_Work request_
Leave out the pictures and repeat every record exactly.

Data for this exercise Start Marker

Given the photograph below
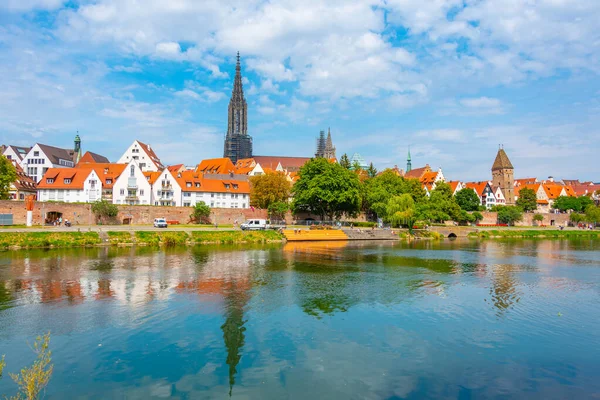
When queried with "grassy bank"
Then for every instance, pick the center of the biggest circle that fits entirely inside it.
(30, 240)
(167, 238)
(530, 233)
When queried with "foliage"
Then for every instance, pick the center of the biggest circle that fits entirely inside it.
(467, 199)
(278, 209)
(103, 209)
(269, 188)
(371, 171)
(509, 214)
(345, 161)
(592, 214)
(571, 203)
(201, 213)
(32, 380)
(538, 217)
(326, 189)
(401, 211)
(527, 200)
(8, 175)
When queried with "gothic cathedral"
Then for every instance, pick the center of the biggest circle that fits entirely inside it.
(238, 144)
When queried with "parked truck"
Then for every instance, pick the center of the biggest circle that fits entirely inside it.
(260, 225)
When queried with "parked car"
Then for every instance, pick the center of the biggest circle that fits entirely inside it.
(160, 223)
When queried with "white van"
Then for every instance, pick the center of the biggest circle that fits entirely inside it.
(255, 225)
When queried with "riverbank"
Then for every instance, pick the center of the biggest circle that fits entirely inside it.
(533, 233)
(32, 240)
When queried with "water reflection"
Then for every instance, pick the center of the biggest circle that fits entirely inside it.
(228, 309)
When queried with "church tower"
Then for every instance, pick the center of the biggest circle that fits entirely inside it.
(502, 176)
(238, 144)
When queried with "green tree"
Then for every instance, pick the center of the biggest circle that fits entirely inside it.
(509, 214)
(592, 214)
(103, 210)
(326, 189)
(268, 189)
(527, 200)
(8, 175)
(467, 199)
(201, 213)
(345, 161)
(401, 211)
(278, 209)
(538, 218)
(371, 171)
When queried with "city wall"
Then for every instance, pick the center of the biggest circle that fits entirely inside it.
(82, 214)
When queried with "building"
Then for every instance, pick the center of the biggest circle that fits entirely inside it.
(41, 158)
(503, 176)
(133, 186)
(70, 185)
(144, 156)
(325, 148)
(15, 153)
(238, 144)
(23, 186)
(484, 192)
(357, 159)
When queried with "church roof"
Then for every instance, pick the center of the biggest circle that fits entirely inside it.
(502, 161)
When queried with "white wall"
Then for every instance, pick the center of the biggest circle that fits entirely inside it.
(121, 189)
(136, 152)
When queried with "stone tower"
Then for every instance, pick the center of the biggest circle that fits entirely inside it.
(238, 144)
(329, 152)
(503, 176)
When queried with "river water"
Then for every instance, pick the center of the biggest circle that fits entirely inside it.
(440, 320)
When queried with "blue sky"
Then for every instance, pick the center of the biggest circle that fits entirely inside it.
(451, 78)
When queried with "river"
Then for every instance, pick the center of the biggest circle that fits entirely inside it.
(458, 319)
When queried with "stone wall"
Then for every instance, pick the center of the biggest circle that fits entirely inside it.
(81, 213)
(550, 219)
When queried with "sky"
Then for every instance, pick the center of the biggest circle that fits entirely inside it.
(452, 79)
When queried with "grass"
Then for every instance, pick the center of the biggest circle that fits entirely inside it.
(530, 233)
(230, 237)
(30, 240)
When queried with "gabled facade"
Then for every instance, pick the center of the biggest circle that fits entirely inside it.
(132, 186)
(70, 185)
(484, 192)
(144, 156)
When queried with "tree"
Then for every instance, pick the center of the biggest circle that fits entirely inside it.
(538, 218)
(509, 214)
(467, 199)
(326, 189)
(268, 189)
(401, 211)
(371, 171)
(8, 175)
(102, 209)
(527, 200)
(345, 161)
(201, 213)
(278, 209)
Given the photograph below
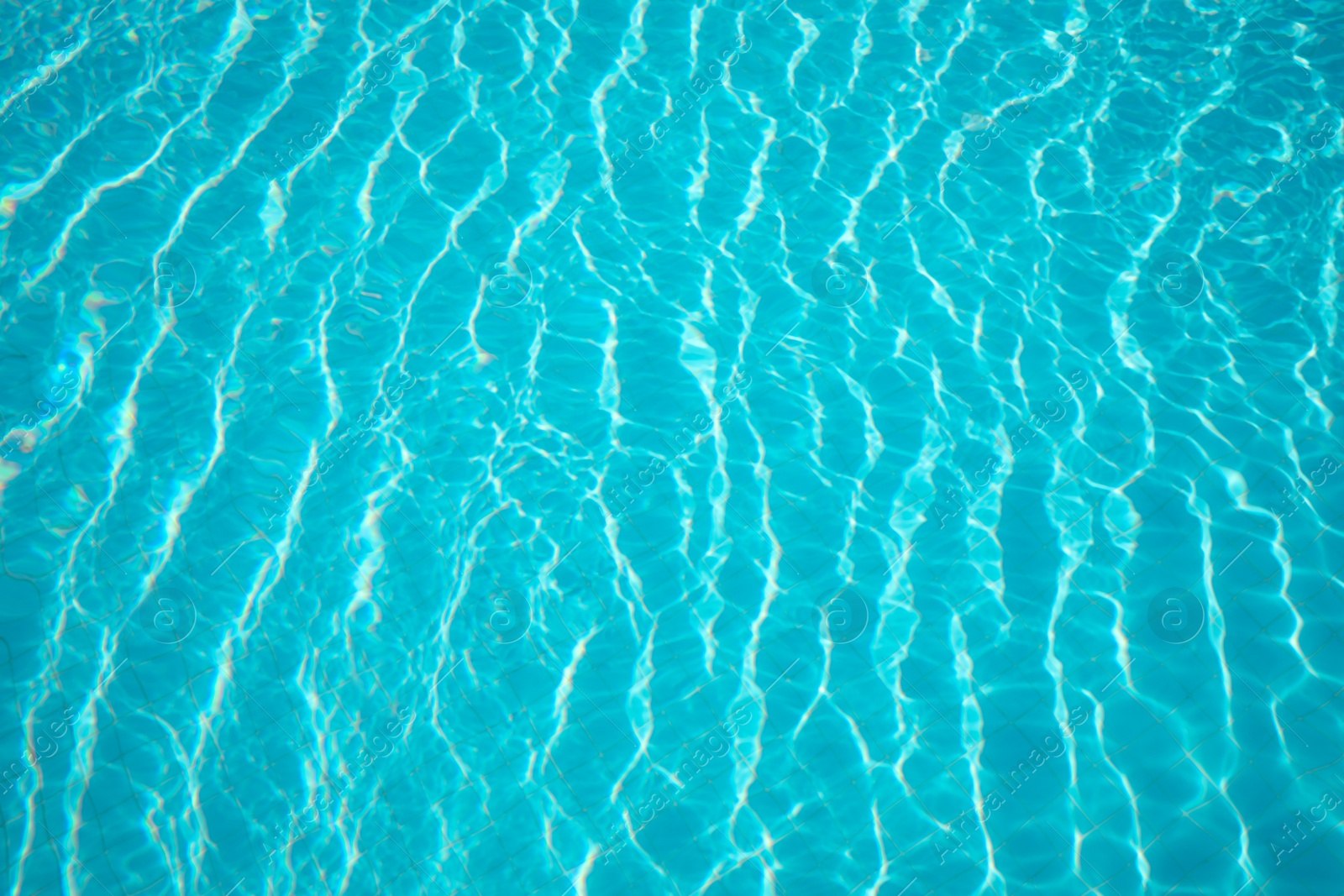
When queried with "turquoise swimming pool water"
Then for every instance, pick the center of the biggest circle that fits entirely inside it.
(779, 449)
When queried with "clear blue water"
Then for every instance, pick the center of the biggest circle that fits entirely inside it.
(806, 449)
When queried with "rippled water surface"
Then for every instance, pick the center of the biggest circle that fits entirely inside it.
(792, 448)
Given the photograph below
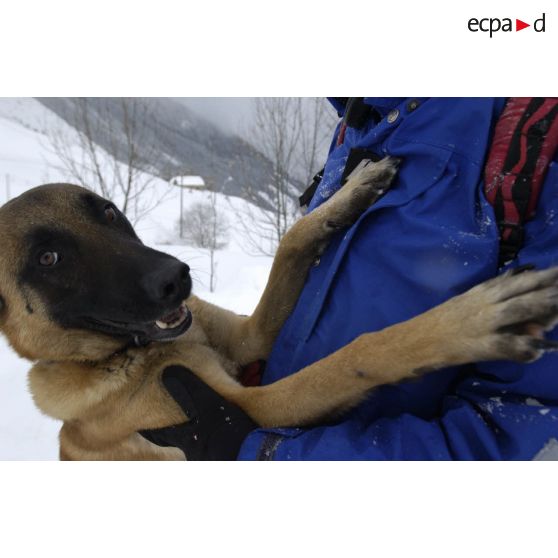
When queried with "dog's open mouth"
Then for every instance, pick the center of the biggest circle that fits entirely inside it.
(168, 327)
(174, 319)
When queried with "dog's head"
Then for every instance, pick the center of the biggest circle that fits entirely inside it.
(77, 283)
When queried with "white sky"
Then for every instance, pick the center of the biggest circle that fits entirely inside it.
(230, 113)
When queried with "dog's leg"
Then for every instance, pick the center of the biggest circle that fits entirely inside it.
(245, 339)
(501, 319)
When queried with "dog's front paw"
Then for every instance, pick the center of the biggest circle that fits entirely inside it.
(506, 317)
(364, 186)
(373, 178)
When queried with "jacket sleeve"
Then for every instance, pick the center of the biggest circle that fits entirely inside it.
(498, 410)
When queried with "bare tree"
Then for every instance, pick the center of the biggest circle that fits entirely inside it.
(206, 228)
(110, 148)
(292, 133)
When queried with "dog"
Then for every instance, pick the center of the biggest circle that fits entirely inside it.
(101, 315)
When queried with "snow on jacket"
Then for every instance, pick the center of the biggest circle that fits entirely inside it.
(432, 236)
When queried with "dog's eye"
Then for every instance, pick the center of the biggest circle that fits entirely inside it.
(48, 259)
(110, 213)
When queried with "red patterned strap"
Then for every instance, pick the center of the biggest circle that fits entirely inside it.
(524, 144)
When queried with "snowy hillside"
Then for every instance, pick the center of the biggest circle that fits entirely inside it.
(25, 162)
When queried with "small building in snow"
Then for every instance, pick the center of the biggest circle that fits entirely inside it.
(192, 182)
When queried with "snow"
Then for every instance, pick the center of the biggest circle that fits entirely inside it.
(188, 181)
(25, 156)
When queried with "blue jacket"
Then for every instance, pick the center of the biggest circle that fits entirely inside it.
(432, 236)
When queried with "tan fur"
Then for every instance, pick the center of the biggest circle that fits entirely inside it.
(104, 398)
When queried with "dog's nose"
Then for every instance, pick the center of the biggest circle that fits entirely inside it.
(169, 283)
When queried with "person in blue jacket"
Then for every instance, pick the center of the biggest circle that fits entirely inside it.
(432, 236)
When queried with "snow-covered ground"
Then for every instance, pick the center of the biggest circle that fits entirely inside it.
(26, 158)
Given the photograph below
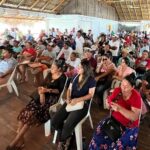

Data for this exercise End Marker

_Answer space_
Given the photograph below
When queried with "grassy bank"
Then for every instance, pick the center of the biggest circle that fits entirely inside it.
(30, 240)
(167, 238)
(530, 233)
When queried with "foliage"
Then for every instance, pick the center of the biggest circle that fits entirely inside it.
(467, 199)
(278, 209)
(103, 209)
(269, 188)
(371, 171)
(509, 214)
(345, 161)
(592, 214)
(571, 203)
(201, 213)
(32, 380)
(538, 217)
(326, 189)
(401, 211)
(527, 200)
(8, 175)
When queried with "gothic cathedral"
Then for every instance, pick the center of the biggest circle that fits entirely inside it.
(238, 144)
When queried with "parked truck"
Then for every instance, pick the center of the biggest circle that fits entirely inside it.
(260, 225)
When queried with "parked car"
Then for every instance, pick the center of the biggest circle that fits entirely inside it.
(160, 223)
When queried with "white van"
Then for every instance, pick the center of the biggest circle that fits entirely inside it.
(255, 225)
When queried with "riverbank"
Then for every instance, pick the center of the biggest circle that fits entirely inside it.
(533, 233)
(32, 240)
When queried with "water reflection"
Then for every instance, pick the center of the biggest circle that fits entirely inside it.
(228, 309)
When queried with "church tower"
Then for every instance, pick the center of the biggest circle that fits entirely inside it.
(502, 176)
(238, 144)
When queried with "green tree"
Then for every instance, pick the center of the biggest circle that fits entirely inside it.
(509, 214)
(592, 214)
(103, 210)
(326, 189)
(268, 189)
(527, 200)
(8, 175)
(467, 199)
(201, 213)
(345, 161)
(401, 211)
(278, 209)
(538, 218)
(371, 171)
When queried with "city wall"
Then for every instance, pick the center of the biggest circle that fits entirely inside it.
(82, 214)
When queried with "building"
Then for every instance, pick the center of the biggest circle that fits entirely inside it.
(41, 158)
(503, 176)
(133, 186)
(70, 185)
(144, 156)
(325, 148)
(15, 153)
(238, 144)
(23, 186)
(484, 192)
(357, 159)
When queried with "church roof"
Then for every instance, pick the center of the biggest circle that fits entirely inside it.
(502, 161)
When queried with "white wall"
Then for every instance, pick the center of the biggest circle that fits entirely inside it.
(121, 189)
(136, 152)
When queried with "stone tower"
Then for every instance, pick the center of the biggest circle that fits entirely inside it.
(238, 144)
(329, 152)
(503, 176)
When queried with "river water"
Then for every instance, pick the center of the biggest circle that fits entirely inside it.
(440, 320)
When queried with "blue sky"
Then for every instance, pick the center of the biggest circle that fits entirely inside it.
(451, 78)
When queried with "river"
Then for every instance, pick the center of the biggest circle that fits entirely inside it.
(458, 319)
When queried with "stone wall"
Then for every instance, pick the center of the biggest circle that fits entirely inside it.
(81, 213)
(550, 219)
When queried with "sky"
Then for every instance, pick the center of the biggest circle that fits entirely inside it.
(452, 79)
When queried with "grass"
Then for every instance, pick the center of the biggest circle that fits entirely inside it.
(530, 233)
(230, 237)
(30, 240)
When queried with "gabled facade"
Then for every instance, pick the center of the biggest circle that fits entirely inside it.
(132, 186)
(70, 185)
(484, 192)
(144, 156)
When queried with "tree"
Then for every instance, pick the center of the biggest circle that fits entirely inside it.
(538, 218)
(509, 214)
(467, 199)
(326, 189)
(268, 189)
(401, 211)
(371, 171)
(8, 175)
(102, 209)
(527, 200)
(345, 161)
(201, 213)
(278, 209)
Given the photograph below
When queried with "turquoise swimming pool water"
Then for every instance, pick the center of the biggest circle that fits entirely inside it.
(779, 449)
When queried with "clear blue water"
Then for every instance, pick the center of the biggest circle that fits entirely inside it.
(806, 449)
When queried with "rippled water surface"
Then for every instance, pick the center of the biggest circle that fits entirely inside it.
(792, 448)
Given the photograph below
When queried with "dog's open mouth"
Then for every instance, pick the center of the biggest circle that fits entirely inside it.
(168, 327)
(174, 319)
When queried with "dog's head"
Then for every instance, pick the center of the biggest circle that fits entirely inside it.
(77, 283)
When queried with "white sky"
Then for every instance, pick the center of the biggest circle that fits entirely inside it.
(230, 113)
When queried with "dog's leg"
Then for every instance, pick the center of the biggest circle that fits entirely inside it.
(245, 339)
(501, 319)
When queried with "dog's front paw"
Then for every instance, pick the center of the biggest circle that fits entirely inside it.
(506, 317)
(364, 186)
(373, 178)
When queried with "jacket sleeve"
Then for every instance, pick the center of the biggest circle that fits entirely inside it.
(498, 410)
When queried with "bare tree"
Then for every instance, pick the center of the biggest circle that fits entirely inside it.
(206, 228)
(110, 148)
(292, 133)
When queried with "dog"
Then for every instance, pick the center of the biggest circle that fits entirely inside it.
(101, 315)
When queried with "snow on jacket"
Then for every instance, pick the center of the biggest circle that fits entirely inside it.
(432, 236)
When queried with "dog's eye"
Then for every instance, pick the center of the biggest circle that fits entirely inside it.
(48, 259)
(110, 213)
When queried with "red patterned strap"
Then for every instance, pick the center of the biggest circle that fits entirely inside it.
(524, 144)
When queried with "snowy hillside"
Then for every instance, pick the center of the biggest circle that fits entirely inside it.
(25, 162)
When queried with "small building in snow"
Then for every instance, pick the center of the biggest circle that fits entirely inside it.
(192, 182)
When queried with "snow"
Then for every instance, pick the center of the biggest circle that fits entirely inside it.
(188, 181)
(25, 156)
When queried with "blue jacket"
Then for every instance, pick the center of the biggest circle that fits entirely inside it.
(432, 236)
When queried with "tan fur"
Then for every instance, pick the center of the biggest circle that fits entirely inside it.
(104, 398)
When queried with "dog's nose"
Then for every instance, pick the center of the biggest circle that fits entirely inside it.
(169, 283)
When queried with "person in blue jacket"
Then for every instance, pick the center of the biggest circle that fits entirely inside it.
(432, 236)
When queried with "snow-covered ground"
Then for every instance, pick the center of the biggest circle that fits entirely inside it.
(26, 158)
Given the photograph below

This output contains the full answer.